[WHAT THIS TASK INVOLVES]
Filter the records and copy out every line that contains the string "chopped", treating uppercase and lowercase letters as different.

Records from a point labeling set:
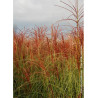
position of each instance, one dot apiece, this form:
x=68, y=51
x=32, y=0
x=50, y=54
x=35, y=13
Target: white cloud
x=38, y=11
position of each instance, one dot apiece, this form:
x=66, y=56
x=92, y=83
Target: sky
x=38, y=12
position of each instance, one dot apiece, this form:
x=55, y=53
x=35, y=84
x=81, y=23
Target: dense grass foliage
x=48, y=66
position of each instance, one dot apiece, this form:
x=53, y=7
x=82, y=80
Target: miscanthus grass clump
x=47, y=67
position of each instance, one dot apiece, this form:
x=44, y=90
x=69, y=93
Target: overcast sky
x=38, y=11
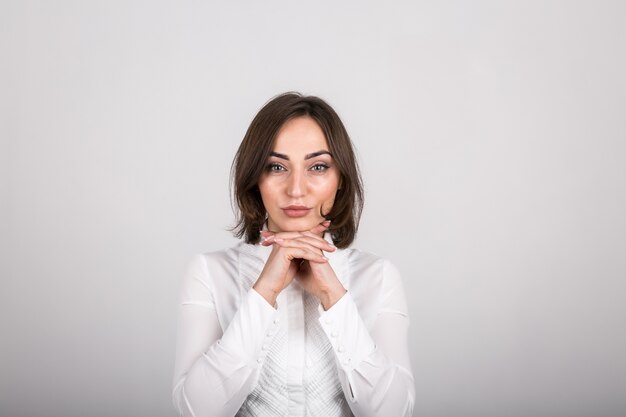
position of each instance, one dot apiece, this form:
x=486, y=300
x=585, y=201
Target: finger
x=303, y=253
x=315, y=241
x=320, y=227
x=298, y=243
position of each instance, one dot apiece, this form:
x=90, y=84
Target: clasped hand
x=299, y=255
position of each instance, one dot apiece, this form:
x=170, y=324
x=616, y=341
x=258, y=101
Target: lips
x=296, y=211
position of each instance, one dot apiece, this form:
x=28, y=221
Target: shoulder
x=367, y=263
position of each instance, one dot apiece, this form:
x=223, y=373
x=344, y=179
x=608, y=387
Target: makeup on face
x=300, y=180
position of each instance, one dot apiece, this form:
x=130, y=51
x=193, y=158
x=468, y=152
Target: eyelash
x=275, y=167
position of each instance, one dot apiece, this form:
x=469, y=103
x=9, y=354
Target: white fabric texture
x=237, y=355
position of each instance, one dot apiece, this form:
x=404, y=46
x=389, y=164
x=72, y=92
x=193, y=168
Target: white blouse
x=237, y=355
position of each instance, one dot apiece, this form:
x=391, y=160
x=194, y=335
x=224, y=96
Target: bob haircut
x=251, y=159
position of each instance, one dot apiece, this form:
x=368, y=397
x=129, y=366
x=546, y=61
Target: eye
x=275, y=167
x=321, y=167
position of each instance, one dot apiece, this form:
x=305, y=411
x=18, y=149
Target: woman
x=291, y=322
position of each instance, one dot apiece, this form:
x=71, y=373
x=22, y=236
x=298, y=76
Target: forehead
x=300, y=135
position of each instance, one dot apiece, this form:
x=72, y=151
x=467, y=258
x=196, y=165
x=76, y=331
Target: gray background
x=492, y=140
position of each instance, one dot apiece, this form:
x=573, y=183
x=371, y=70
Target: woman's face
x=300, y=179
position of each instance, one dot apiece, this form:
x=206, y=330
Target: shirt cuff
x=347, y=332
x=252, y=329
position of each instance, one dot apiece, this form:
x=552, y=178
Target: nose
x=296, y=186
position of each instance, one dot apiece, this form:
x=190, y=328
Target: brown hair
x=255, y=149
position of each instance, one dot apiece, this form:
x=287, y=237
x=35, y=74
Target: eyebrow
x=307, y=156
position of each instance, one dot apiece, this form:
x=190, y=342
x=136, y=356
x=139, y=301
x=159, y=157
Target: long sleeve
x=374, y=367
x=215, y=370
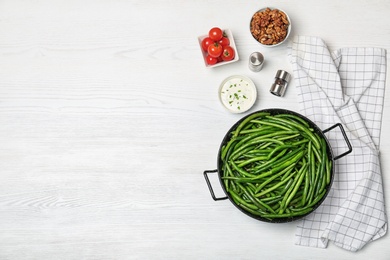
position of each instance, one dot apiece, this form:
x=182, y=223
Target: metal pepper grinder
x=278, y=88
x=256, y=61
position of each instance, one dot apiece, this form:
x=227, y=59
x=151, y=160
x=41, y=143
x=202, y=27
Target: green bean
x=287, y=215
x=301, y=175
x=288, y=169
x=300, y=127
x=275, y=166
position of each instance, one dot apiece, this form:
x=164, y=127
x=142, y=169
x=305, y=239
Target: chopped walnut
x=269, y=27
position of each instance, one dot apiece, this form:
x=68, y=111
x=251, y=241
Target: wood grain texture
x=108, y=119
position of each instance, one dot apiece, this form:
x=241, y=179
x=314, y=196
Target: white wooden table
x=108, y=119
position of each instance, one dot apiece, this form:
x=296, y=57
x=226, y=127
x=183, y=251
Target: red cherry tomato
x=224, y=41
x=211, y=60
x=228, y=53
x=215, y=50
x=206, y=42
x=215, y=33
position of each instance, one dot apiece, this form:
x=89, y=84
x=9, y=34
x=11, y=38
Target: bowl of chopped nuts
x=270, y=26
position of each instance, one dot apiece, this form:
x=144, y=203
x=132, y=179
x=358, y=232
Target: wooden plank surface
x=108, y=119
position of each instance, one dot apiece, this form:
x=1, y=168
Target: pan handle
x=345, y=138
x=209, y=184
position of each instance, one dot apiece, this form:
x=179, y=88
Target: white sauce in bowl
x=237, y=93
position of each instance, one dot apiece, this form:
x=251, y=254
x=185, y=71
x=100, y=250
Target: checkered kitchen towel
x=345, y=86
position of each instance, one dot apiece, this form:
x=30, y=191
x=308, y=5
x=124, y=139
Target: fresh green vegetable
x=276, y=166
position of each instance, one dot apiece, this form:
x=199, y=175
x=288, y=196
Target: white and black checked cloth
x=346, y=86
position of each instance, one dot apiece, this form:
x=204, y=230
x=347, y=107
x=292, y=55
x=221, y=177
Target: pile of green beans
x=275, y=166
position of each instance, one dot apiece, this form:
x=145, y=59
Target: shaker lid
x=283, y=75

[TASK OUTPUT]
Target: chopped walnut
Target: bowl of chopped nuts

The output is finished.